• STATED PROBLEM
Swap each "a point for each instance" in the data below for "one point per instance", leaving everything else unchanged.

start RECORD LIST

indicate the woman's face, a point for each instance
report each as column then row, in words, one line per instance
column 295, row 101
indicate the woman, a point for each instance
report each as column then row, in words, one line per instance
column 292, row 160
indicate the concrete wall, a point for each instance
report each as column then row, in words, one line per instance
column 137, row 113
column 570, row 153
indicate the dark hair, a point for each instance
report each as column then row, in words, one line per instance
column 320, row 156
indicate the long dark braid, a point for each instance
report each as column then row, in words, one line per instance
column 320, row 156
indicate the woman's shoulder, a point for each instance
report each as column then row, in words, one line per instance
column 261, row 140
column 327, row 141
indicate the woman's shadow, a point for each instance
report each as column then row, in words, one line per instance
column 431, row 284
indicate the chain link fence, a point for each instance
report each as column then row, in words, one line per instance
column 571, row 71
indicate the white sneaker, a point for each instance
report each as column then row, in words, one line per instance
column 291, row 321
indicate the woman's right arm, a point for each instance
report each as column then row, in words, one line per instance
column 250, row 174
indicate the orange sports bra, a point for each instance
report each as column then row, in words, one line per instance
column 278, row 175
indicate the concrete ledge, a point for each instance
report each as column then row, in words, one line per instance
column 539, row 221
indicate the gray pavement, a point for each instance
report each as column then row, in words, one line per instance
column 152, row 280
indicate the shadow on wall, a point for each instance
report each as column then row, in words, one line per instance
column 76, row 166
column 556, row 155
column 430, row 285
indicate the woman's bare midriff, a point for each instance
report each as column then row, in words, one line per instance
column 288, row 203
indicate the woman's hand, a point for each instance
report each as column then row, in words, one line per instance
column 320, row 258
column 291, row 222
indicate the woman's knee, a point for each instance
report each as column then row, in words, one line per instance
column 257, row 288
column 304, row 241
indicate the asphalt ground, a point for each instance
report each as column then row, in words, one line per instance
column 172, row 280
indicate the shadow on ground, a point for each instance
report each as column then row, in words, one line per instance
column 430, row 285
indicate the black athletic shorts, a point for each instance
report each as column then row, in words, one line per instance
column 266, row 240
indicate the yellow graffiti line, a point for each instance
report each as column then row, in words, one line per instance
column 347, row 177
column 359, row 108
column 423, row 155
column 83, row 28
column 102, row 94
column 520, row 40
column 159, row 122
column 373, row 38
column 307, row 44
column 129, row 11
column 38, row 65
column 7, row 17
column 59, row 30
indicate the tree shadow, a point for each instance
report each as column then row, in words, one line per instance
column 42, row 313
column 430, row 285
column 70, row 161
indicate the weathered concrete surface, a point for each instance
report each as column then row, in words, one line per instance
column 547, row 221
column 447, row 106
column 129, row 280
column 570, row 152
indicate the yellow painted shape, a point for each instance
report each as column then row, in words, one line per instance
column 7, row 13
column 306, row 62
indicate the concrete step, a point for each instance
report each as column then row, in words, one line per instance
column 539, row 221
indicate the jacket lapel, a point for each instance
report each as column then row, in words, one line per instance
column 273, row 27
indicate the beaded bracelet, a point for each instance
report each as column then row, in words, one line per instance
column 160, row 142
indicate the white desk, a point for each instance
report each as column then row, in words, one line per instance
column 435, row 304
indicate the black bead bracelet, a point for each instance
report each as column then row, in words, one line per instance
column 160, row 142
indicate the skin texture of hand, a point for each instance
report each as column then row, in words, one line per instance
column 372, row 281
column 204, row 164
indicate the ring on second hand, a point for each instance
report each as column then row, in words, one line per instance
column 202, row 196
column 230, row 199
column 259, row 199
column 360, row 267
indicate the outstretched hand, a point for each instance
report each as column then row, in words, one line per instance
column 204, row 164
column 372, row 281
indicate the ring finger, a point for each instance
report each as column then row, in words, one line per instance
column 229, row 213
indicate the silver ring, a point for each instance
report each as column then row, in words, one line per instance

end RECORD LIST

• EXERCISE OUTPUT
indicate the woman's face, one point per instance
report each as column then row, in words, one line per instance
column 295, row 101
indicate the woman, one point per instance
report each as column then row, in words, one line per instance
column 292, row 160
indicate the concrete wall, one point per instance
report each as column then row, in words, one line per instance
column 137, row 113
column 570, row 153
indicate the dark hair, one point per instance
report each as column then row, in words, one line per instance
column 320, row 156
indicate the long dark braid, one point per instance
report each as column then row, in words, one line per instance
column 320, row 156
indicate the woman's shoulder, one point per instance
report each as column then row, in words, one line per instance
column 261, row 140
column 327, row 141
indicate the woman's shadow, one point per instance
report each as column then row, in words, one line per instance
column 431, row 284
indicate the chain link fence, one point per instance
report each as column then row, in words, one line per instance
column 571, row 71
indicate the white sneaker, one point per instance
report each as column then row, in words, one line per instance
column 291, row 321
indicate the woman's right arm, one point per instance
report each as column then row, in words, one line per instance
column 250, row 174
indicate the orange sports bra, one point per instance
report each as column then row, in words, one line per instance
column 278, row 175
indicate the concrete ledge, one point per instance
report each as column then row, in words, one line per instance
column 539, row 221
indicate the gray pavement, one point per instance
report each as column then row, in words, one line per instance
column 152, row 280
indicate the shadow on wall, one point per instance
report each as column then row, in words, one line per instance
column 76, row 166
column 556, row 155
column 430, row 285
indicate the woman's bare midriff, one point per instance
report each as column then row, in words, one line per instance
column 288, row 203
indicate the woman's hand, one point per instance
report each as column then row, in words, one line per instance
column 320, row 258
column 291, row 222
indicate the woman's knee, one point per instance
report each as column then row, in words, one line per instance
column 257, row 288
column 304, row 241
indicate the asphalt ground, one point per instance
report each as column then row, in words, one line per instance
column 172, row 280
indicate the shadow on ground, one point per instance
report each as column then row, in words, one line per instance
column 430, row 285
indicate the black athletic shorts, one point per instance
report each as column then row, in words, one line per instance
column 266, row 240
indicate the yellow graffiti line, one point per instance
report each as column then row, in words, one line per instance
column 347, row 177
column 359, row 108
column 423, row 155
column 83, row 28
column 102, row 94
column 520, row 40
column 159, row 122
column 373, row 38
column 307, row 44
column 129, row 11
column 38, row 65
column 7, row 17
column 59, row 30
indicate the tree shadow, one point per instance
report each as column then row, in words, one line per instance
column 42, row 313
column 430, row 285
column 70, row 161
indicate the weathered concrete surface, one point per instance
report each as column then row, in words, one line per instance
column 547, row 221
column 447, row 106
column 129, row 280
column 570, row 152
indicate the yellow painted shape, one point per instance
report each as column then row, in words, one line per instance
column 7, row 13
column 306, row 62
indicate the concrete step, one point per instance
report each as column then row, in words, one line per instance
column 539, row 221
indicate the jacket lapel, one point per instance
report each as column then row, in words, one line per instance
column 273, row 27
indicate the beaded bracelet, one point per instance
report each as column then row, in words, one line per instance
column 160, row 142
indicate the white desk, one point per instance
report each as column then row, in words, one line per instance
column 435, row 304
indicate the black bead bracelet, one point per instance
report each as column then row, in words, one line per instance
column 160, row 142
indicate the skin texture of hand, one point per instance
report each as column then row, in words, one line per instance
column 372, row 281
column 204, row 164
indicate the ring on second hand, one point per instance
report each as column then row, in words, one line per instance
column 202, row 196
column 230, row 199
column 259, row 199
column 360, row 267
indicate the outstretched hand, one point per instance
report each as column then row, in words, one line per instance
column 204, row 164
column 372, row 281
indicate the ring finger, one point per instance
report each as column then row, in words, one line per instance
column 229, row 213
indicate the silver ring, one point per instance
report each as column then row, in words, one line per instance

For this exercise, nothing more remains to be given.